- Goal of the exercise
The whole listing that follows is to be restated word for word, images excluded.

○ ○ ○ ○ ○

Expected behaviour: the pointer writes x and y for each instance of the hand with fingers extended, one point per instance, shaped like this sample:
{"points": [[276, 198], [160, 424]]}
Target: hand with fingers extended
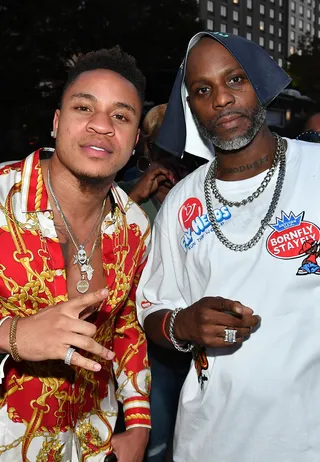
{"points": [[50, 333], [206, 321]]}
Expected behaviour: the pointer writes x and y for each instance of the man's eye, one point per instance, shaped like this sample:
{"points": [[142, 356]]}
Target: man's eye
{"points": [[121, 117], [82, 108], [237, 79], [203, 90]]}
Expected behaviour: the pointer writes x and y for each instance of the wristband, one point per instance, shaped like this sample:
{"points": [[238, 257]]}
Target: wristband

○ ○ ○ ○ ○

- Answer to this problem
Expected behaviour: the pointer writes x and y for each instance of the hand with fingers extended, one point per instance, shaped like this sample:
{"points": [[276, 198], [160, 424]]}
Target: hand with fingers extended
{"points": [[50, 333], [206, 321]]}
Expected behaviour: the pointer writes x and y for each instance of the man's eye, one point per instance, shaped like this sample:
{"points": [[142, 356]]}
Target: man's eye
{"points": [[121, 117], [82, 108], [237, 79], [203, 90]]}
Expected behaviour: the pointer writes x and y for each instance of the wristband, one point per instance, shaped like this sample:
{"points": [[238, 257]]}
Target: wristband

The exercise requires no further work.